#### Task to carry out:
Turn the lines starting with the one containing "white background, one" and going on through the one containing "[[157, 53]]" into a numbered list, leaving out any blank lines. Include both of those lines and nothing outside that range.

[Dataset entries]
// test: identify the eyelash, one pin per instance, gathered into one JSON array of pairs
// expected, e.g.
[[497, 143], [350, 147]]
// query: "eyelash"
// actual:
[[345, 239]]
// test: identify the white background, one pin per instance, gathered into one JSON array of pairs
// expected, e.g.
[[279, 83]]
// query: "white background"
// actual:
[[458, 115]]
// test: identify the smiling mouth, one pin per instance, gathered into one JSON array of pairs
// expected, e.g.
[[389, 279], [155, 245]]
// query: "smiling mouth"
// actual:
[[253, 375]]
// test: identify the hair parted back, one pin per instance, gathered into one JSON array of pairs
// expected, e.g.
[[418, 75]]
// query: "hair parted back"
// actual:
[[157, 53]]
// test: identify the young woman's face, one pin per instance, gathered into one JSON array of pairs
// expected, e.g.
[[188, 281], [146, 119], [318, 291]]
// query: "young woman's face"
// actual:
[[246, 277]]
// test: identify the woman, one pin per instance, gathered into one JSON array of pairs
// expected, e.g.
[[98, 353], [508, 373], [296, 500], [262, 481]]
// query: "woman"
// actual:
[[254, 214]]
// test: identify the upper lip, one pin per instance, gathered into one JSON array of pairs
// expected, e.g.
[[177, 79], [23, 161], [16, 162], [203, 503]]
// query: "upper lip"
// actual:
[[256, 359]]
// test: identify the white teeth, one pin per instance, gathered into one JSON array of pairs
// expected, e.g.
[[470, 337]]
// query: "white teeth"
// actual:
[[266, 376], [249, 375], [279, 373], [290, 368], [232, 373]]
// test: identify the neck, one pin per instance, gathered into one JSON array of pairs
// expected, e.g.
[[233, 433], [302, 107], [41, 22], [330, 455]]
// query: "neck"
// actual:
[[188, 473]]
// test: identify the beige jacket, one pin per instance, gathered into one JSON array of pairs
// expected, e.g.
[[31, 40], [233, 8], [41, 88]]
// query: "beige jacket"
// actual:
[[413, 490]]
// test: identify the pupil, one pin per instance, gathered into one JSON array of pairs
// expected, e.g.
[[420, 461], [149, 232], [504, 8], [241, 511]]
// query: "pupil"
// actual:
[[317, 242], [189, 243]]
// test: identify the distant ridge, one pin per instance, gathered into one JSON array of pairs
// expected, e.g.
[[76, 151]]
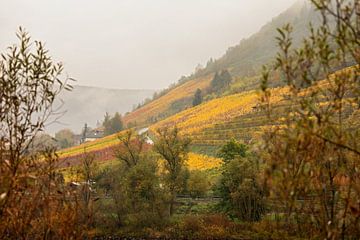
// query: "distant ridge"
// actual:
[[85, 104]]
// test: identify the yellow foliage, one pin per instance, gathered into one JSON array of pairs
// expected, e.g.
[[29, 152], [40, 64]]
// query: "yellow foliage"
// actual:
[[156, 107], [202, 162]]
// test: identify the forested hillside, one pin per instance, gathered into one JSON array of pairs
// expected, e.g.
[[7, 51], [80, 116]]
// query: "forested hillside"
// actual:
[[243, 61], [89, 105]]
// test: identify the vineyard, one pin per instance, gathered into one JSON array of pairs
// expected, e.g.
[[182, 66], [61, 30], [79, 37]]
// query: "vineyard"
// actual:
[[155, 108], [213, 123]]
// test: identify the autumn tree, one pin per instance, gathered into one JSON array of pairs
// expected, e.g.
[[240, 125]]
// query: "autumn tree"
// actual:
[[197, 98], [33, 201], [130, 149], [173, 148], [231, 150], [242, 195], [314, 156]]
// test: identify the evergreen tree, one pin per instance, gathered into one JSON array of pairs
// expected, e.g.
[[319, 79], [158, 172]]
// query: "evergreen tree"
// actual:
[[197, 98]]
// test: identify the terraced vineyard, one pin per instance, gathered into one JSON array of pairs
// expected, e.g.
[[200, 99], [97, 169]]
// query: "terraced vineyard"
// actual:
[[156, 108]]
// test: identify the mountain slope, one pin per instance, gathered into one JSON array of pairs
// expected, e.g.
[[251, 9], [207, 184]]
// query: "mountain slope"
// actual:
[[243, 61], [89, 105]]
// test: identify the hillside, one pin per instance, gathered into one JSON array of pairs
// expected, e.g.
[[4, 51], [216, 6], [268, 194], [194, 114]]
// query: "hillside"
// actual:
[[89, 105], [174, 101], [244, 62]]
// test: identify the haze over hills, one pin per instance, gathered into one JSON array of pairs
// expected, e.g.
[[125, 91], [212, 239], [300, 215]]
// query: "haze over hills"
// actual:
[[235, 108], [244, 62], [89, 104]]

==

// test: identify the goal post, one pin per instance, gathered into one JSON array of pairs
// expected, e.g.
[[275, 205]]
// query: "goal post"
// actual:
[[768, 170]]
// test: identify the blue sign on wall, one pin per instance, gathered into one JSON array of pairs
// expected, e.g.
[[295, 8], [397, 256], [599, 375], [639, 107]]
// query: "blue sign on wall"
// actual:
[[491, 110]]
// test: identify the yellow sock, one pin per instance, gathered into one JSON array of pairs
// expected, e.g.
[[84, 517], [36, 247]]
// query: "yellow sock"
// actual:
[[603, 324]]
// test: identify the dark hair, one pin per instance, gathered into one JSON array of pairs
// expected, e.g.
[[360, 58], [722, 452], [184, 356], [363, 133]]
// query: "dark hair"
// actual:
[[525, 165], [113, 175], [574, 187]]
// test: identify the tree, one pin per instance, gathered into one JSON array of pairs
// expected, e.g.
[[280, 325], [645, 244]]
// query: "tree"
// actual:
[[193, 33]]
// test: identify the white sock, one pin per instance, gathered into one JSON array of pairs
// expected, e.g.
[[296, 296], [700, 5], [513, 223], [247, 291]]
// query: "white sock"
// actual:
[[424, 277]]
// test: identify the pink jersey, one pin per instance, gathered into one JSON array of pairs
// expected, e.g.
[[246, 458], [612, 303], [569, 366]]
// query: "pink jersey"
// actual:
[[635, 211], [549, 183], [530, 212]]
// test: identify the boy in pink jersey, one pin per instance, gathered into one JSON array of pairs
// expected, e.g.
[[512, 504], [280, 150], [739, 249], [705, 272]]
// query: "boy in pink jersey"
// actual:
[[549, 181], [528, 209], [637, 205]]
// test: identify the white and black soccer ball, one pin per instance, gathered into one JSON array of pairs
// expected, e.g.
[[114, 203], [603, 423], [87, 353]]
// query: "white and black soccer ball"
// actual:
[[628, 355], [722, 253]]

* * *

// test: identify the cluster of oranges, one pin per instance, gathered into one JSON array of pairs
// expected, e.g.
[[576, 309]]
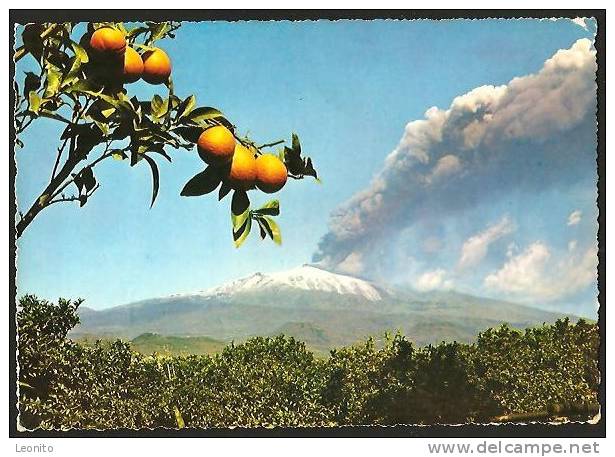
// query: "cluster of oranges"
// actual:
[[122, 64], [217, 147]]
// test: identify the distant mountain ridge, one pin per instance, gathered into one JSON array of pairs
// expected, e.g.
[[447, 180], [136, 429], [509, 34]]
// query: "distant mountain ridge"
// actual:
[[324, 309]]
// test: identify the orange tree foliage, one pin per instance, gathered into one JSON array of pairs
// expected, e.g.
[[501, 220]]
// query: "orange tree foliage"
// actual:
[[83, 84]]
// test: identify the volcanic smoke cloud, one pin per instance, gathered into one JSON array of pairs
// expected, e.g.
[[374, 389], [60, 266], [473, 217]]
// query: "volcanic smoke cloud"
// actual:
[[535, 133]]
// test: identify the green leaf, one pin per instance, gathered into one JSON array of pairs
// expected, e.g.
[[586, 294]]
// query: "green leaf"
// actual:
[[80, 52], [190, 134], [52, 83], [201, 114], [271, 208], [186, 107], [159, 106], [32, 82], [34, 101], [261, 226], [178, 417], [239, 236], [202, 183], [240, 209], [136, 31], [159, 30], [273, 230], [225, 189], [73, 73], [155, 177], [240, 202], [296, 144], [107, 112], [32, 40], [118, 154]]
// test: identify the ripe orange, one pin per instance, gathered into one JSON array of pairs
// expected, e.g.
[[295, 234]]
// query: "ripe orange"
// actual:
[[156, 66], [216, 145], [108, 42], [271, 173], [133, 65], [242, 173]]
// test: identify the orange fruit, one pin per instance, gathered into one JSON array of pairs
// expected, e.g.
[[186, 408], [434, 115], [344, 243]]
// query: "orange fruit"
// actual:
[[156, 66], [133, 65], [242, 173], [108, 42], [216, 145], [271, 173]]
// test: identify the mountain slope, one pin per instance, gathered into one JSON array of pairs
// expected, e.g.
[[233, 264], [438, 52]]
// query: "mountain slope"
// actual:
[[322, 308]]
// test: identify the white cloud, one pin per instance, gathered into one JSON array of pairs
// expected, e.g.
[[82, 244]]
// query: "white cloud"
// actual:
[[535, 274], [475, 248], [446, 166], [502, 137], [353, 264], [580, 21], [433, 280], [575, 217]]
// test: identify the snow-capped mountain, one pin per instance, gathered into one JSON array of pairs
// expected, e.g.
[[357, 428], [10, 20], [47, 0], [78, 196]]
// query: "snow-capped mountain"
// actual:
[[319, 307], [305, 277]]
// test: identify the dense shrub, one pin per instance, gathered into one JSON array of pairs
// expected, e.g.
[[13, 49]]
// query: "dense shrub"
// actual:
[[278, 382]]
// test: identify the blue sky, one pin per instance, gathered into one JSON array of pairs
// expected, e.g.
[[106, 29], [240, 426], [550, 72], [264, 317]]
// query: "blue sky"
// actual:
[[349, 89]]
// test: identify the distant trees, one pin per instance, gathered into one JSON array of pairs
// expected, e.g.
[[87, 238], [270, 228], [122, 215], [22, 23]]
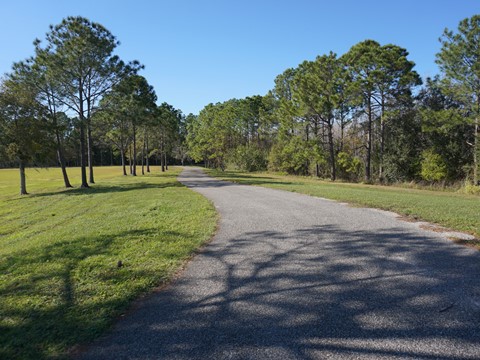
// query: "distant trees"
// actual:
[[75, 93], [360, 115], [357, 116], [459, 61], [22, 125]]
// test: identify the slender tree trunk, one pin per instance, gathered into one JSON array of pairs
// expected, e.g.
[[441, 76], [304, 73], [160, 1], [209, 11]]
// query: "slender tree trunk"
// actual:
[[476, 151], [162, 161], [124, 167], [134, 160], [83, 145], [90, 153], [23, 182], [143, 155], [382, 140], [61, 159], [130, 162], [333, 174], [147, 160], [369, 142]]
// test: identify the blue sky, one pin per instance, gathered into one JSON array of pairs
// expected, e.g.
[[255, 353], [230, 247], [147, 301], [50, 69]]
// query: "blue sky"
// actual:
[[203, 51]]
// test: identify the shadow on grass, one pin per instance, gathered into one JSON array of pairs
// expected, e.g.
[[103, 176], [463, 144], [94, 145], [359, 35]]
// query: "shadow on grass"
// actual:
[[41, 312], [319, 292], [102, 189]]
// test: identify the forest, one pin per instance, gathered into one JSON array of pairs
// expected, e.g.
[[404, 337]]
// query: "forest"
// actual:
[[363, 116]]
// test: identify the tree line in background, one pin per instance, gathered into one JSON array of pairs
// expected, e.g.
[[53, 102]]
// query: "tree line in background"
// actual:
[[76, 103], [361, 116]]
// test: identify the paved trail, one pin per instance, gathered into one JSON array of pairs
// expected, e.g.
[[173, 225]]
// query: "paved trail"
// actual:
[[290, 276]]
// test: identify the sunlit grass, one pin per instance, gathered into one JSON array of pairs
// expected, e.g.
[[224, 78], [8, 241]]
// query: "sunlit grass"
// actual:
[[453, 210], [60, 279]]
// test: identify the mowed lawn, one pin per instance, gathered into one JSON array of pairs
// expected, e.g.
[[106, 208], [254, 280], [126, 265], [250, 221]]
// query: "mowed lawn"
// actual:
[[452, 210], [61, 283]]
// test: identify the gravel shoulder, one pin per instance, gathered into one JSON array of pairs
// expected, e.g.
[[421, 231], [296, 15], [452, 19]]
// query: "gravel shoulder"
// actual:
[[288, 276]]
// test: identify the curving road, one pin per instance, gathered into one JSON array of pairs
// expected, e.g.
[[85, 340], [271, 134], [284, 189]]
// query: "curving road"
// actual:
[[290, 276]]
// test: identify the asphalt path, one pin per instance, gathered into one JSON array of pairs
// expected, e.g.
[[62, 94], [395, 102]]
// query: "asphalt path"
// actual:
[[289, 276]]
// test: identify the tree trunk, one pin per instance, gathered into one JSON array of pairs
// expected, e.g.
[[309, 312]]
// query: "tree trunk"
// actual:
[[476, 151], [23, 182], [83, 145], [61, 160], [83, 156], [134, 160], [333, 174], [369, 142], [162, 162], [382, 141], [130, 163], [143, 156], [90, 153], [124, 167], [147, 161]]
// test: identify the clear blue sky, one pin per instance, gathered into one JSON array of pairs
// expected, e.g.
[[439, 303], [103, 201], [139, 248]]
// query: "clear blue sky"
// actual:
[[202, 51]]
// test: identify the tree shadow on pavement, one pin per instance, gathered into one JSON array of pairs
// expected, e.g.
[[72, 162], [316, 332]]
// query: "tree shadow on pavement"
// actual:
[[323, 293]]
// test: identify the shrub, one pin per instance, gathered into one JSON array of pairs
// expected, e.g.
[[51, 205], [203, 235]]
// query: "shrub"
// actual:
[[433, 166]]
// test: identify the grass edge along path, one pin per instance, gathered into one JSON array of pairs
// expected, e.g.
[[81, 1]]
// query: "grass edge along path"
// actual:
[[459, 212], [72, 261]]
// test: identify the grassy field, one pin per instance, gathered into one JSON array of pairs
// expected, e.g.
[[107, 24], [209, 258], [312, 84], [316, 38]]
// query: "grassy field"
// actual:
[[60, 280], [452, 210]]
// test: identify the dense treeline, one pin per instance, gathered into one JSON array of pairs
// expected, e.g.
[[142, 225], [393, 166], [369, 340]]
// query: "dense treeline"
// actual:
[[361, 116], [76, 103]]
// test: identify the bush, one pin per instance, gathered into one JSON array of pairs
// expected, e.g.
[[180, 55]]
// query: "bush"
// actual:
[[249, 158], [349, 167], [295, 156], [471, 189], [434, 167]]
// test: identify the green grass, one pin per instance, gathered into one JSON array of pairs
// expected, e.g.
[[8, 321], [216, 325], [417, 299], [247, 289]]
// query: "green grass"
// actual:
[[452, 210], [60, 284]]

#### Exercise solution:
1. // test: identify the white background, one pin per instance, gathered into one JSON array of pairs
2. // expected, e.g.
3. [[279, 83]]
4. // query: "white background"
5. // actual:
6. [[458, 115]]
7. // test: identify the smiling mouth, one pin per instance, gathered into one JSON array of pairs
8. // expected, e.g.
9. [[389, 279], [155, 245]]
10. // query: "smiling mouth"
11. // actual:
12. [[253, 375]]
13. // test: identify the hair parted back, one pin per instance, gathered into one JSON array of pairs
14. // expected, e.g.
15. [[418, 75]]
16. // query: "hair parted back"
17. // actual:
18. [[157, 53]]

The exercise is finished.